Copy every line of the following data that includes the string "light".
== Segment start ==
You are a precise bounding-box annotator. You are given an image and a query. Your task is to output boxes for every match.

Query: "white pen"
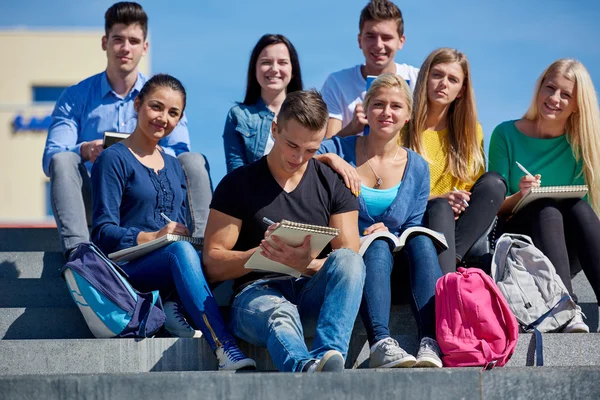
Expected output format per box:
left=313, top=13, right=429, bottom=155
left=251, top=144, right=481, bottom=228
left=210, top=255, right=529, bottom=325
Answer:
left=160, top=212, right=172, bottom=224
left=453, top=186, right=469, bottom=207
left=515, top=161, right=534, bottom=177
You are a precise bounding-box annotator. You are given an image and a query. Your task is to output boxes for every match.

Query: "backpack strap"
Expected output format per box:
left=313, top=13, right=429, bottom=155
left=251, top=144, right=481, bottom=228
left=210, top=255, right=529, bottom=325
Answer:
left=524, top=295, right=571, bottom=366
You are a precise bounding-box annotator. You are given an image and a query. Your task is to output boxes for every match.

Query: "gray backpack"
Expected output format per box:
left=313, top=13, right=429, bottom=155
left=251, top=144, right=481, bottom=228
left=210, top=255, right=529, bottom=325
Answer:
left=490, top=233, right=578, bottom=333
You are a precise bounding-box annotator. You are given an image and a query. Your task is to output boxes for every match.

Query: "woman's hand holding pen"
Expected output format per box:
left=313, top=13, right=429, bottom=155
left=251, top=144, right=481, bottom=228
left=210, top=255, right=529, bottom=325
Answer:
left=156, top=222, right=189, bottom=239
left=440, top=189, right=471, bottom=219
left=518, top=174, right=542, bottom=197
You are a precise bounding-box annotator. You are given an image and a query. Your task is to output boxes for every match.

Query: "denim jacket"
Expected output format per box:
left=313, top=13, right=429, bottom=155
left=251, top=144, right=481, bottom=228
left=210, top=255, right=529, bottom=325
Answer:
left=318, top=136, right=431, bottom=236
left=223, top=98, right=275, bottom=173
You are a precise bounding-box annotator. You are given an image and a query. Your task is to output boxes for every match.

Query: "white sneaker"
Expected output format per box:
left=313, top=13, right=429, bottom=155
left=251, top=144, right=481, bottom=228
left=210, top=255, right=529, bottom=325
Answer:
left=216, top=341, right=257, bottom=371
left=163, top=301, right=203, bottom=338
left=415, top=337, right=443, bottom=368
left=368, top=337, right=416, bottom=368
left=563, top=310, right=590, bottom=333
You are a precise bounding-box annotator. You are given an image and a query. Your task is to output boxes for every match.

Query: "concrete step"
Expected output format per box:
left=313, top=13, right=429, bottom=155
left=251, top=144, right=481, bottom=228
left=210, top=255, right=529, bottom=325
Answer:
left=0, top=251, right=64, bottom=279
left=0, top=228, right=61, bottom=252
left=1, top=334, right=599, bottom=375
left=0, top=308, right=92, bottom=339
left=1, top=368, right=600, bottom=400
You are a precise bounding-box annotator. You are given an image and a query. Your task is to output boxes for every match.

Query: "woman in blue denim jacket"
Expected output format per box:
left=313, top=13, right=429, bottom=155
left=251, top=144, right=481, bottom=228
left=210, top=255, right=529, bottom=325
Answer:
left=317, top=74, right=443, bottom=369
left=223, top=34, right=303, bottom=173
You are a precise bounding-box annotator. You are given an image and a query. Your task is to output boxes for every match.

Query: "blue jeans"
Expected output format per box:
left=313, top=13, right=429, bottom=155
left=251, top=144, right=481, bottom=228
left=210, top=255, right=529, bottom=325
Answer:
left=360, top=235, right=442, bottom=345
left=120, top=241, right=233, bottom=351
left=229, top=248, right=365, bottom=372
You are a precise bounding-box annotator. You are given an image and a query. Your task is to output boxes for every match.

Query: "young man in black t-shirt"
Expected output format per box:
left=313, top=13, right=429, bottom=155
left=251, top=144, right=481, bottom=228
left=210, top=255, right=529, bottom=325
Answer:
left=203, top=90, right=366, bottom=372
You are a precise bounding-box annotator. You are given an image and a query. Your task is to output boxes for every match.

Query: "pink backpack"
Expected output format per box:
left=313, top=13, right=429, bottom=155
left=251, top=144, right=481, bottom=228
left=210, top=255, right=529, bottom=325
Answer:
left=436, top=267, right=519, bottom=368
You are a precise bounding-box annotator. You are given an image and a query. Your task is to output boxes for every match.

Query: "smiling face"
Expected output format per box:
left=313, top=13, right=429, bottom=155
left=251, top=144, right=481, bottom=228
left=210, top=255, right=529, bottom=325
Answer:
left=102, top=23, right=148, bottom=76
left=134, top=87, right=184, bottom=143
left=358, top=19, right=405, bottom=74
left=426, top=61, right=465, bottom=108
left=270, top=118, right=325, bottom=175
left=255, top=43, right=293, bottom=96
left=366, top=86, right=410, bottom=138
left=536, top=73, right=577, bottom=124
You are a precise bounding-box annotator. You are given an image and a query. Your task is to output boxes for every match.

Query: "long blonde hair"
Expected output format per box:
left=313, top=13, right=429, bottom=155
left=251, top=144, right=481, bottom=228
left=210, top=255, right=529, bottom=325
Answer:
left=404, top=48, right=484, bottom=184
left=524, top=58, right=600, bottom=214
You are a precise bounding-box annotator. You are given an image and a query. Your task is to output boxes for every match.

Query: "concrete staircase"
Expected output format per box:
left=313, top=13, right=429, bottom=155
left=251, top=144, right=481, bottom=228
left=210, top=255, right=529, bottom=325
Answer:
left=1, top=227, right=599, bottom=399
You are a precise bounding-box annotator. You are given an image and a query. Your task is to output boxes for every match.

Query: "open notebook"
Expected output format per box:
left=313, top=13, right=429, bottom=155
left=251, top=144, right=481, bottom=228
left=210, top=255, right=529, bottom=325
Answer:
left=108, top=234, right=203, bottom=262
left=512, top=185, right=588, bottom=214
left=244, top=220, right=339, bottom=278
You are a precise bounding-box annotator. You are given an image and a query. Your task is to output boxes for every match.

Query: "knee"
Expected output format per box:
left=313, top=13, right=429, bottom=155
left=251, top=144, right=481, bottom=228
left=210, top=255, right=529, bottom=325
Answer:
left=427, top=198, right=454, bottom=218
left=268, top=301, right=301, bottom=331
left=324, top=248, right=366, bottom=283
left=165, top=241, right=202, bottom=271
left=475, top=171, right=507, bottom=199
left=530, top=198, right=561, bottom=216
left=363, top=239, right=394, bottom=269
left=178, top=152, right=209, bottom=174
left=49, top=152, right=81, bottom=178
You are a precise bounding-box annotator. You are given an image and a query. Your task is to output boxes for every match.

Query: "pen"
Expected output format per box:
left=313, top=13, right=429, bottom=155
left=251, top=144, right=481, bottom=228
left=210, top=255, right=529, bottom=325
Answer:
left=453, top=186, right=469, bottom=207
left=515, top=161, right=534, bottom=177
left=262, top=217, right=276, bottom=226
left=160, top=212, right=172, bottom=223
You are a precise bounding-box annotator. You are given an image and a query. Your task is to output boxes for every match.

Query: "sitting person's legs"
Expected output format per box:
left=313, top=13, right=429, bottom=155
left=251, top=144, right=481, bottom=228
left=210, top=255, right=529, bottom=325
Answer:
left=230, top=248, right=365, bottom=372
left=425, top=198, right=456, bottom=274
left=454, top=171, right=506, bottom=260
left=121, top=241, right=254, bottom=369
left=401, top=234, right=443, bottom=368
left=360, top=238, right=418, bottom=368
left=49, top=152, right=92, bottom=258
left=178, top=152, right=213, bottom=239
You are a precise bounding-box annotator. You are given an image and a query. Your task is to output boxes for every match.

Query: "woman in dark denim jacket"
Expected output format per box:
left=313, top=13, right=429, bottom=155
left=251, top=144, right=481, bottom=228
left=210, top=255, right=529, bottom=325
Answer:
left=223, top=34, right=303, bottom=173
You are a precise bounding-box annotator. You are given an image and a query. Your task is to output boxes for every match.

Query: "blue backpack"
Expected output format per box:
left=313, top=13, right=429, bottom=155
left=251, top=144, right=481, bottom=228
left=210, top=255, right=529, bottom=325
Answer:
left=61, top=242, right=165, bottom=338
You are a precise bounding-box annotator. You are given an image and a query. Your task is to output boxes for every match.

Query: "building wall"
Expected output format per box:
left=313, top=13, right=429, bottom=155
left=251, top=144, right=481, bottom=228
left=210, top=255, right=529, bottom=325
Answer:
left=0, top=30, right=150, bottom=221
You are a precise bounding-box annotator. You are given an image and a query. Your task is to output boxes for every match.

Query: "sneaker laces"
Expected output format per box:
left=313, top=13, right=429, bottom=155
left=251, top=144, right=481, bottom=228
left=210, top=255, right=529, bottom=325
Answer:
left=171, top=303, right=188, bottom=325
left=420, top=337, right=440, bottom=353
left=222, top=341, right=247, bottom=362
left=380, top=337, right=403, bottom=354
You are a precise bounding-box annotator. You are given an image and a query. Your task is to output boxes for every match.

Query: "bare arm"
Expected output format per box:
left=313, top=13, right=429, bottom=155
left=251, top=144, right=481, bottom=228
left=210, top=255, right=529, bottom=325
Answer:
left=202, top=209, right=256, bottom=283
left=330, top=210, right=360, bottom=252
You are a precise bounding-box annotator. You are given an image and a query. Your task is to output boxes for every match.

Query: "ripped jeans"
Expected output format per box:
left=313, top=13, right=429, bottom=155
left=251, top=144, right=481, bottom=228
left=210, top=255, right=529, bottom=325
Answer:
left=228, top=249, right=366, bottom=372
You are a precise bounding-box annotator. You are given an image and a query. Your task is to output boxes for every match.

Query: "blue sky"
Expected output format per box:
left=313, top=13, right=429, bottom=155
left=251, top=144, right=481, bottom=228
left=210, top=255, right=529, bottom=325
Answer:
left=2, top=0, right=599, bottom=184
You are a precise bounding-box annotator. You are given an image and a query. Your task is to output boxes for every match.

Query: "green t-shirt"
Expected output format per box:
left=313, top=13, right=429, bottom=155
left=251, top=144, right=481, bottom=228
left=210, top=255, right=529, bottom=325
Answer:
left=488, top=120, right=584, bottom=196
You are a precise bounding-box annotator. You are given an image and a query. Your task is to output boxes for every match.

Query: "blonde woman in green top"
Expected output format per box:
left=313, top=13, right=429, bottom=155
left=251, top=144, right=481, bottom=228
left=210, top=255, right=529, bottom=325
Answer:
left=489, top=58, right=600, bottom=333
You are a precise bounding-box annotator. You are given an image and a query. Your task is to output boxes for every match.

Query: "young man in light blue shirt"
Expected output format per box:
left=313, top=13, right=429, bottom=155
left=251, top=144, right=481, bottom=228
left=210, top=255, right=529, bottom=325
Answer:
left=43, top=2, right=212, bottom=259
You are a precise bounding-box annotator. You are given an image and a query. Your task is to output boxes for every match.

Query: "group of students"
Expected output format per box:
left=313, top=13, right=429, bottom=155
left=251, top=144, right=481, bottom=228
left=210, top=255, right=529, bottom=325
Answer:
left=42, top=0, right=600, bottom=373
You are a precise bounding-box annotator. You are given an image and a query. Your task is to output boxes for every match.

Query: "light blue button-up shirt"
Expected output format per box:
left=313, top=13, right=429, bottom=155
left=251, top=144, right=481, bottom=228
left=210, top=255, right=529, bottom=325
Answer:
left=42, top=71, right=190, bottom=177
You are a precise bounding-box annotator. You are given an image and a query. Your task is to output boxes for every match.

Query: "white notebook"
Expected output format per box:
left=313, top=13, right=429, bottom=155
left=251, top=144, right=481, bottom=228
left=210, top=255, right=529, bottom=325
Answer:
left=108, top=234, right=202, bottom=262
left=512, top=185, right=588, bottom=214
left=358, top=227, right=448, bottom=256
left=244, top=220, right=339, bottom=278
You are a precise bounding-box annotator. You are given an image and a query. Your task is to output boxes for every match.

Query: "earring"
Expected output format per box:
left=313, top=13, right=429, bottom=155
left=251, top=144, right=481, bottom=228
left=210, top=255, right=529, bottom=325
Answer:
left=405, top=119, right=409, bottom=124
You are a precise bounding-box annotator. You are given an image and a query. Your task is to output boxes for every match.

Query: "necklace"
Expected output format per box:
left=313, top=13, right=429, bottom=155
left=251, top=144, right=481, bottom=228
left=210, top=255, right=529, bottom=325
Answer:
left=363, top=139, right=401, bottom=189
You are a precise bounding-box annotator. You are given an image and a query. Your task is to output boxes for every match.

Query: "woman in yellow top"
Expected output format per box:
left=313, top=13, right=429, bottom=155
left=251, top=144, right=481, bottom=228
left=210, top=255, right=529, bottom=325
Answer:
left=403, top=48, right=507, bottom=274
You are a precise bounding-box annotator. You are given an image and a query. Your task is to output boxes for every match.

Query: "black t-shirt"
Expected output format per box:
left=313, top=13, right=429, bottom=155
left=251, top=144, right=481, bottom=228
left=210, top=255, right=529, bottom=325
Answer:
left=210, top=156, right=358, bottom=290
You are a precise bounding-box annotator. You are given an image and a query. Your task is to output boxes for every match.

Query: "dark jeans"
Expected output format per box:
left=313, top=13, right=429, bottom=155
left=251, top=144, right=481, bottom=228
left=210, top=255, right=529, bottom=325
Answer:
left=425, top=172, right=507, bottom=274
left=359, top=235, right=442, bottom=345
left=121, top=241, right=234, bottom=350
left=504, top=197, right=600, bottom=305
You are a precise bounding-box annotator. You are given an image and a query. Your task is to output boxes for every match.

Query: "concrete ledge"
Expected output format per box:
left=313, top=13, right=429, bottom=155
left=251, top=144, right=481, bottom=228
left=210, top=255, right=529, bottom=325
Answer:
left=2, top=334, right=600, bottom=375
left=1, top=368, right=599, bottom=400
left=0, top=308, right=92, bottom=339
left=0, top=228, right=61, bottom=252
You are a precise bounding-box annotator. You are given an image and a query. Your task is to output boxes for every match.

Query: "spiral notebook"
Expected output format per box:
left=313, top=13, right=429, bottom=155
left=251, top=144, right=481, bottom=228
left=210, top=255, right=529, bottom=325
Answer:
left=108, top=234, right=203, bottom=262
left=512, top=185, right=588, bottom=213
left=244, top=220, right=340, bottom=278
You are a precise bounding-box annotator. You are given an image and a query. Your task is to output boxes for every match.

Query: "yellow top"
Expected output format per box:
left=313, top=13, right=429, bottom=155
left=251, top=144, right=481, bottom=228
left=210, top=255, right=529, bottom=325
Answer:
left=422, top=124, right=485, bottom=196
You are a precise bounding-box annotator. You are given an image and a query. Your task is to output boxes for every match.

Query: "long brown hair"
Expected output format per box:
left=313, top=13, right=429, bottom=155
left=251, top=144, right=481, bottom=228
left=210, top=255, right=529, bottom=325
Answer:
left=524, top=59, right=600, bottom=214
left=404, top=48, right=484, bottom=184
== Segment end ==
## EXERCISE ANSWER:
Query: "young man in light blue shirt"
Query: "light blue button-up shirt"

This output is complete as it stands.